==== Task data

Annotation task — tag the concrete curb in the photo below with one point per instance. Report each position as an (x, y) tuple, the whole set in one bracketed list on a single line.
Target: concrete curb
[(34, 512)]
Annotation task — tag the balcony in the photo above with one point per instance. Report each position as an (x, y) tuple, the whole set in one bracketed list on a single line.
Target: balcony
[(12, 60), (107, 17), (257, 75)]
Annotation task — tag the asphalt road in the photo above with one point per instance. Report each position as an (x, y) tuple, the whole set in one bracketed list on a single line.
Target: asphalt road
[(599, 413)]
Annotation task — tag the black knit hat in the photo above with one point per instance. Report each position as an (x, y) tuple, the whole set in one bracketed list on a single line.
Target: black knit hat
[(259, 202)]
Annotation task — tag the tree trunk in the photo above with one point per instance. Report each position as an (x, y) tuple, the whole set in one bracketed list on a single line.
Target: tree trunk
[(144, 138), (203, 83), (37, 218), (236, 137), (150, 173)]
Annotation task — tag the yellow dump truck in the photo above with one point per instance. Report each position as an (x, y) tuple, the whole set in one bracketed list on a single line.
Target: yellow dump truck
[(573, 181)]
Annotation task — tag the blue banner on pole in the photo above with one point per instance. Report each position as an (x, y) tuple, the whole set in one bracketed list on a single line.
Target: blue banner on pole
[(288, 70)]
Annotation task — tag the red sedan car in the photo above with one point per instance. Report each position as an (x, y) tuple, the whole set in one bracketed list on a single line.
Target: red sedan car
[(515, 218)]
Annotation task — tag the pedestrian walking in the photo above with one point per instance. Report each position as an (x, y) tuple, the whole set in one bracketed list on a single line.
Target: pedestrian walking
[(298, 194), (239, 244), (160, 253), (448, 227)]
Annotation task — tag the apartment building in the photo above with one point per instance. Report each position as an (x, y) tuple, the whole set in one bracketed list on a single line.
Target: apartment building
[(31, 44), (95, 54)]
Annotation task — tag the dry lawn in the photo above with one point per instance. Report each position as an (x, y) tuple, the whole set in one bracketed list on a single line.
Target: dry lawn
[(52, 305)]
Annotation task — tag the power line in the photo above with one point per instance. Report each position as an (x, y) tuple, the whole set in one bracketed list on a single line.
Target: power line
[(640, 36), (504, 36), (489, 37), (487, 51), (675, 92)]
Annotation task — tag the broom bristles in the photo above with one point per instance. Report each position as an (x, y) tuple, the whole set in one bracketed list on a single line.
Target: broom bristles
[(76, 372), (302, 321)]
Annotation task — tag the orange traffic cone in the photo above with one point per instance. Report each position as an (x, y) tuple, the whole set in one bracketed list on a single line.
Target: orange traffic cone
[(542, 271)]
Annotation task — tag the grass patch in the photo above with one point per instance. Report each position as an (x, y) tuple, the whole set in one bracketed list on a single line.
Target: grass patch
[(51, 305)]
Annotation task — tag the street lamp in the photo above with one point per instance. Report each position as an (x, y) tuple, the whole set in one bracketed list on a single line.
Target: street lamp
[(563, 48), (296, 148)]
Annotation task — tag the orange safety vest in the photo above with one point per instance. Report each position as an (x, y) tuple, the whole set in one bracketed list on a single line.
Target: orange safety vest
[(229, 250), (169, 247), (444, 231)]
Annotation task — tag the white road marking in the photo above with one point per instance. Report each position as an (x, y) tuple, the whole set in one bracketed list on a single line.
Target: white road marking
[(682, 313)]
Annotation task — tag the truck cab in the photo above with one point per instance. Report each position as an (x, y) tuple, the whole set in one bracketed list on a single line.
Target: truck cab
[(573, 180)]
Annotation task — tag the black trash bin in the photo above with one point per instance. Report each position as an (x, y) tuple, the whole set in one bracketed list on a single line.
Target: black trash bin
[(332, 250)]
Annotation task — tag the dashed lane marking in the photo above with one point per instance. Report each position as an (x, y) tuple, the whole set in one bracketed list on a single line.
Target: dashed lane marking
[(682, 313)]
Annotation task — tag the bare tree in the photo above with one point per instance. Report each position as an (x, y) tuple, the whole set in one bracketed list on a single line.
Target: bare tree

========

● **Objective**
Copy all of the records above line for line, leaving every character unchanged.

● **Output of the task**
Annotation task — tag the concrete curb in the photo below with one point per instance. Report each position as an (x, y) tuple, the whole set in one bracketed list on a single line.
Target: concrete curb
[(34, 512)]
Annotation task — tag the balcony in the photo above with one point per instance. Report each position as an (x, y) tuple, the whole set in one bracketed list on a single line.
Target: balcony
[(12, 60), (107, 17), (257, 75)]
Annotation task — tag the asphalt road in the photo above with one point per instance. Report each position as an (x, y) tuple, the whole set in one bracketed list on a single line.
Target: asphalt road
[(599, 413)]
Annotation task — tag the black knit hat in the photo above with one point per instance. Report each position as an (x, y) tuple, the whole set in one bracketed list on a single line.
Target: black knit hat
[(259, 202)]
Annotation task — tag the tree trunk in the photo above with one point per instance. Report each position as an (x, y) tuple, the whole set in one bracketed list on a single line.
Target: tree trunk
[(144, 138), (203, 83), (37, 218), (236, 137), (150, 173)]
Annotation task — tag the yellow dump truck in the photo above with one point per instance. Report each position as an (x, y) tuple, the whole set in one bracketed list on a single line.
Target: yellow dump truck
[(573, 181)]
Annotation task — tag the blue banner on pole in the photo above with one point per instance. Report each position as an (x, y) tuple, the whole set in one bracketed list on a single line.
Target: blue banner on pole
[(288, 70)]
Annotation task — tag the red sedan car in the photo above with one point per instance. Report each position as an (x, y) tuple, the whole set in one bracketed list on a single line.
Target: red sedan car
[(515, 218)]
Annotation task — tag the pedestrian walking in the photo above with one point per instance. Report each position as an (x, y) tuple, the whole set in one bracketed list on a single line.
Target: pedestrian walking
[(298, 194), (239, 244), (160, 253), (448, 227)]
Annotation task — tag the apartment building in the photo above with one point per instance. Report each position as an (x, y) tuple, the whole set in one bracketed list on a single line.
Target: apartment building
[(31, 44), (95, 54)]
Annotation task — tag the dry lawn in the photo above with one point per instance. Report each position as an (x, y) tuple, the whole set in one bracketed list on a single line.
Target: dry lawn
[(52, 305)]
Annotation task — tag the power line in the photo above with one point per instance. Report each position as an (x, y) tuple, the whole set in one bracketed list on a single line.
Target: power line
[(640, 36), (504, 36), (489, 37), (487, 51), (675, 92)]
Annotation task — tag the broom bristles in the photo above with one point per instance. Report each position as an (x, y) tuple, the whole set in one bracketed list on a single line.
Target: broom bristles
[(76, 372), (302, 321)]
Annotation task — tag the orange traffic cone in the photo above with one point per instance. Report each position as an (x, y) tuple, the whole set in one bracketed list on a single line.
Target: orange traffic cone
[(542, 271)]
Annotation task — tag the grass patch in the photo above with one point per instance. Report each position as an (x, y) tuple, the whole set in one bracketed list on a single line.
Target: grass patch
[(51, 305)]
Annotation task — tag the street lamp in the photo above with one point per instance. Report each position as an (x, y) tuple, the whole set in one bracketed list on a single line.
Target: street lamp
[(563, 48), (296, 148)]
Annotation task — tag the orange safety vest in the photo above with one point per instance. Report each position as an (x, y) tuple, the whole set in one bracketed list on a single line.
Target: orange safety vest
[(229, 250), (169, 247), (444, 231)]
Annotation task — tag the white road marking in the photo above with one point per instance. Report each position as an (x, y) tuple, the whole set in one bracketed list on a single line.
Target: white road marking
[(682, 313)]
Annotation task — tag the truck cab in the photo above with one point per instance. Report each position as an (x, y) tuple, the whole set in one bracketed list on a single line.
Target: truck cab
[(573, 180)]
Annotation task — tag the black trash bin in the photo above with one point per instance. Report each position as an (x, y) tuple, the whole set in one bracketed list on a single line.
Target: black trash bin
[(332, 250)]
Annotation task — tag the dashed lane marking in the photo above with one point per instance. Report each position as an (x, y) tuple, the whole set in one bracketed list on a single line.
Target: dashed lane marking
[(682, 313)]
Annotation task — tag the bare tree in the photo above with one point per instance. Report each position as an (x, y) tuple, the whole set in one bracketed list on a single line.
Target: bare tree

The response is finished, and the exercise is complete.